Turn these lines into a JSON list of strings, with one string per line and no blank lines.

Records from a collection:
= = = = =
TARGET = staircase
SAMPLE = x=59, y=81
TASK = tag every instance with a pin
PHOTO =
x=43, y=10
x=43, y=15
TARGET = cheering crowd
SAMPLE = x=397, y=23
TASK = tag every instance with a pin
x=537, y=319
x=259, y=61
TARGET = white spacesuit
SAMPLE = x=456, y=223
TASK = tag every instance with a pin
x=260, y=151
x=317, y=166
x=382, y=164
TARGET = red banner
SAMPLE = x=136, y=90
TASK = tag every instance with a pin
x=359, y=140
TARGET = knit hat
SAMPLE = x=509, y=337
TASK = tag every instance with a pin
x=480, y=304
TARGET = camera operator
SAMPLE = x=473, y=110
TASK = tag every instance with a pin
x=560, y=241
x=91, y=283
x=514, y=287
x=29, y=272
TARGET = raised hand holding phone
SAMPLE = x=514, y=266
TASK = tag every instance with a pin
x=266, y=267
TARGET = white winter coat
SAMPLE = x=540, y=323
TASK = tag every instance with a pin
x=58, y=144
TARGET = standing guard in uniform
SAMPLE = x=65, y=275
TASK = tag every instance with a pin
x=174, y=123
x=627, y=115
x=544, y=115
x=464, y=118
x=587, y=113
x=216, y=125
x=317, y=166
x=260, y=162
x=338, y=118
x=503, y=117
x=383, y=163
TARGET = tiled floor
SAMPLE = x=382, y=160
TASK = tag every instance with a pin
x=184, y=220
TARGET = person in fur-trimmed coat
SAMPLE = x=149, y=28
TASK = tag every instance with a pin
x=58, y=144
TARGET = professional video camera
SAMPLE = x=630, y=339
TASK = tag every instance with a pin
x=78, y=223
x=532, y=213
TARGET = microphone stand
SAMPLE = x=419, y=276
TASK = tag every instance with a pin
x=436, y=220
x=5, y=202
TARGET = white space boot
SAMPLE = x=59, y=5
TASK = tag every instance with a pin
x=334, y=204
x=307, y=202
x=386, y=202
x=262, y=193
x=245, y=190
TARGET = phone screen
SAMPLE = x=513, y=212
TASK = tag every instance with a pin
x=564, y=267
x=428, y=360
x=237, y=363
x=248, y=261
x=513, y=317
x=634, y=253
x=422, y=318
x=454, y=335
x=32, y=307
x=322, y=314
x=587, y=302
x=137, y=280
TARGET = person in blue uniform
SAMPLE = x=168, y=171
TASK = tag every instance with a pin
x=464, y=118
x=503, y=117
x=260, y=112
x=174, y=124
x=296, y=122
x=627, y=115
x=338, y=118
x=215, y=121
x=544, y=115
= = = = =
Answer to the task:
[
  "TARGET = staircase",
  "SAMPLE = x=59, y=81",
  "TASK = tag every instance with a pin",
  "PHOTO =",
  "x=43, y=10",
  "x=43, y=15",
  "TARGET = cheering crowd",
  "SAMPLE = x=397, y=23",
  "TASK = tag every instance with a pin",
  "x=537, y=319",
  "x=259, y=61",
  "TARGET = white spacesuit",
  "SAMPLE = x=456, y=223",
  "TASK = tag every instance with a pin",
  "x=260, y=151",
  "x=317, y=166",
  "x=382, y=164",
  "TARGET = red banner",
  "SAMPLE = x=136, y=90",
  "TASK = tag every instance with a pin",
  "x=359, y=140",
  "TARGET = knit hat",
  "SAMPLE = x=509, y=337",
  "TASK = tag every instance with a pin",
  "x=480, y=304",
  "TARGET = camera operator",
  "SAMPLE = x=473, y=110",
  "TASK = tag every instance with a pin",
  "x=560, y=241",
  "x=91, y=283",
  "x=514, y=287",
  "x=29, y=272",
  "TARGET = raised hand holding phone",
  "SAMPLE = x=514, y=266",
  "TASK = tag every instance with a pin",
  "x=266, y=267",
  "TARGET = white winter coat",
  "SAMPLE = x=540, y=323",
  "TASK = tag every instance with a pin",
  "x=58, y=144",
  "TARGET = standing guard in uniform",
  "SAMPLE = x=65, y=275",
  "TASK = tag every instance with a pin",
  "x=174, y=123",
  "x=627, y=115",
  "x=544, y=115",
  "x=464, y=118",
  "x=587, y=113",
  "x=216, y=125",
  "x=317, y=166",
  "x=260, y=162",
  "x=338, y=118",
  "x=503, y=117",
  "x=383, y=163",
  "TARGET = tiled floor",
  "SAMPLE = x=382, y=160",
  "TASK = tag every instance with a pin",
  "x=184, y=220",
  "TARGET = person in fur-trimmed coat",
  "SAMPLE = x=149, y=28",
  "TASK = tag every instance with a pin",
  "x=58, y=144",
  "TARGET = professional video camera",
  "SAMPLE = x=630, y=339",
  "TASK = tag every instance with a pin",
  "x=78, y=223",
  "x=532, y=213",
  "TARGET = microphone stand",
  "SAMPLE = x=419, y=276",
  "TASK = tag every instance with a pin",
  "x=436, y=220",
  "x=5, y=202",
  "TARGET = white space boot",
  "SAMPLE = x=59, y=5",
  "TASK = tag every instance with a pin",
  "x=334, y=204",
  "x=307, y=202",
  "x=386, y=202",
  "x=262, y=193",
  "x=245, y=190",
  "TARGET = phone screen",
  "SAMPLE = x=513, y=212",
  "TASK = tag every instance with a pin",
  "x=564, y=267",
  "x=428, y=360",
  "x=237, y=363",
  "x=248, y=261",
  "x=513, y=317",
  "x=634, y=253",
  "x=422, y=318",
  "x=454, y=335",
  "x=32, y=307",
  "x=322, y=314",
  "x=587, y=302",
  "x=137, y=280",
  "TARGET = person in blue uniform",
  "SAMPLE = x=168, y=171",
  "TASK = tag every instance with a pin",
  "x=464, y=118",
  "x=503, y=117",
  "x=260, y=112",
  "x=174, y=124",
  "x=296, y=122",
  "x=627, y=115",
  "x=338, y=118",
  "x=215, y=121",
  "x=544, y=115"
]